> PREGUNTAS
a) Pasa al inglés esta oración del texto sobre la postura bípeda: «No obstante, la postura bípeda tuvo enormes ventajas.»
b) Sigue escribiendo el texto sobre la postura bípeda justo después de su última oración.

> FRAGMENTO SELECCIONADO
Sin embargo, se alzaron sobre sus patas traseras y se convirtieron en bípedos. Y esta circunstancia tuvo repercusiones de todo tipo. Por un lado hemos heredado la propensión a sufrir dolores de espalda y problemas en las articulaciones, ya que las vértebras, las rodillas y los tobillos no estaban diseñados para soportar el peso de nuestro tórax.
La pelvis tendió a estrecharse para evitar hernias, lo cual empezó a dificultar los partos. Sobre todo cuando nuestro cerebro se desarrolló rápidamente y el cráneo no tuvo más remedio que ensancharse. La solución a esta última circunstancia, por cierto, fue la de nacer en estadios de desarrollo menos evolucionados que la mayoría de los mamíferos. El parto del ser humano es el más complicado de todos, a causa de la proporción entre la anchura de la cadera femenina y la del cráneo del feto. Aún y así, los recién nacidos humanos tardan años en poder valerse mínimamente por su cuenta.
No obstante, la postura bípeda tuvo enormes ventajas. Las manos quedaron libres de su función motriz (inicialmente, el pulgar que se opone al resto de los dedos servía para agarrarse a las ramas) y pudimos empezar a usarlas para arrojar objetos como lanzas o piedras, y también para manejar otros utensilios. Incluso para fabricarlos.
Y después aprendimos a hablar, lo cual acabó de disparar nuestra inteligencia y nos dio una ventaja abismal respecto a la mayoría de nuestros rivales. Nos organizábamos mejor y más rápido que cualquiera de nuestros competidores y podíamos dejar constancia a nuestros descendientes de nuestros descubrimientos.

> MATERIAL PROPORCIONADO
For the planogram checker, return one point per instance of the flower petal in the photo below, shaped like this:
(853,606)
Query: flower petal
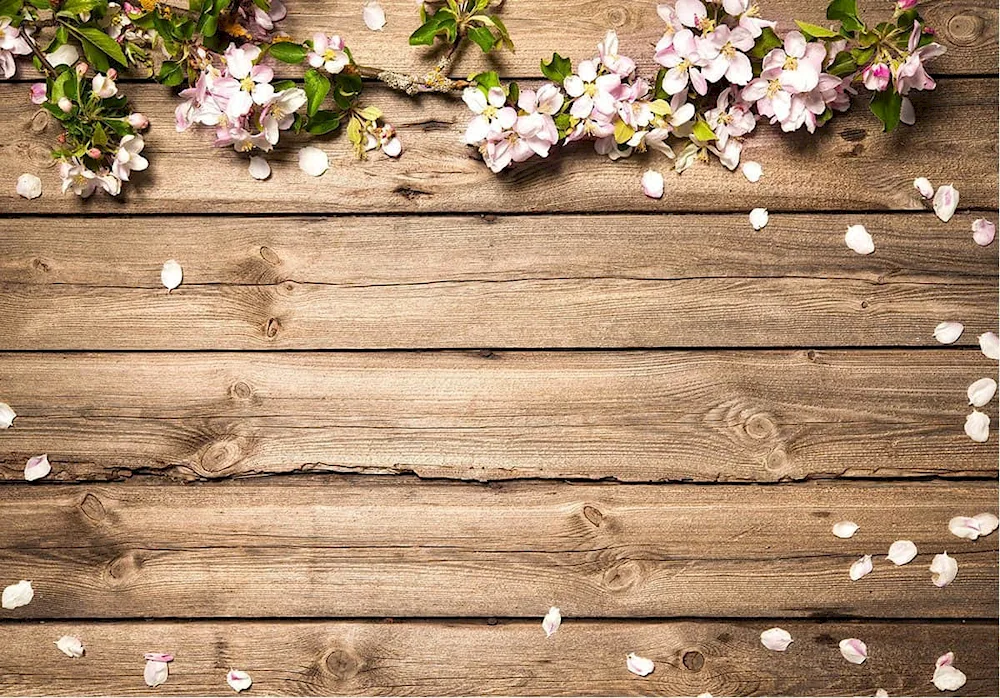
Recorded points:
(861,567)
(313,161)
(29,186)
(982,391)
(758,218)
(859,240)
(854,650)
(640,666)
(948,332)
(171,275)
(902,552)
(977,426)
(776,639)
(945,202)
(37,467)
(238,680)
(70,646)
(551,621)
(845,529)
(943,569)
(17,595)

> RESPUESTAS DEL EJERCICIO
a) However, the bipedal posture had enormous advantages.

b)
Y finalmente vencimos el miedo ancestral al fuego que (lógicamente) padecen todos los seres vivos. Y lo domesticamos. Fue un paso de gigante que nos distanció del resto de los mamíferos y nos acercó a los dioses. En todo caso, nos sobrepusimos a nuestro destino de especie condenada a la desaparición. Incluso empezamos a enterrar a nuestros difuntos acompañándolos de ritos funerarios, como embadurnarlos de arcilla de color sangre. En cierto modo, empezamos a atisbar la eternidad.
Y fue por aquellos tiempos que aprendimos a guerrear.
Jane Goodall, la célebre primatóloga inglesa, fue la primera en documentar una guerra entre primates no humanos. Durante varios años asistió a la confrontación entre dos clanes de chimpancés que sólo terminó con la aniquilación de uno de uno de los bandos.
«Durante años luché para aceptar este nuevo descubrimiento. A menudo, me despertaba en medio de la noche y venían a mi mente terribles imágenes: Satan [un macho Kasakela] ahuecando la mano debajo de la barbilla de Sniff para beber la sangre que manaba de una gran herida de su rostro; el anciano Rodolf, por lo general bondadoso, completamente erguido para lanzar una roca de dos kilos sobre el cuerpo postrado de Godi; Jomeo arrancando a tiras la piel del muslo de Dé; Figan golpeando una y otra vez el cuerpo tembloroso y malherido de Goliath, uno de sus ídolos de infancia. Y, tal vez lo peor de todo, Passion atiborrándose con la carne del hijo de Gilka, con la boca manchada de sangre como un grotesco vampiro de las leyendas infantiles», describió una afectada Goodall.
Nuestras primeras guerras no debieron ser muy distintas. El genoma tiende a imponerse, y, para lograrlo, lo más práctico es aniquilar a la competencia. Conquistar sus territorios y evitar futuras amenazas. Es el lógico origen de las guerras de exterminio. Emociones tan arcaicas y fundamentales como la ira o el odio, que actualmente tienen una reputación muy negativa, nos ayudaron a prevalecer.
En esta sección de Negra Tinta hablaremos de la historia de los diferentes aspectos de la guerra entre seres humanos.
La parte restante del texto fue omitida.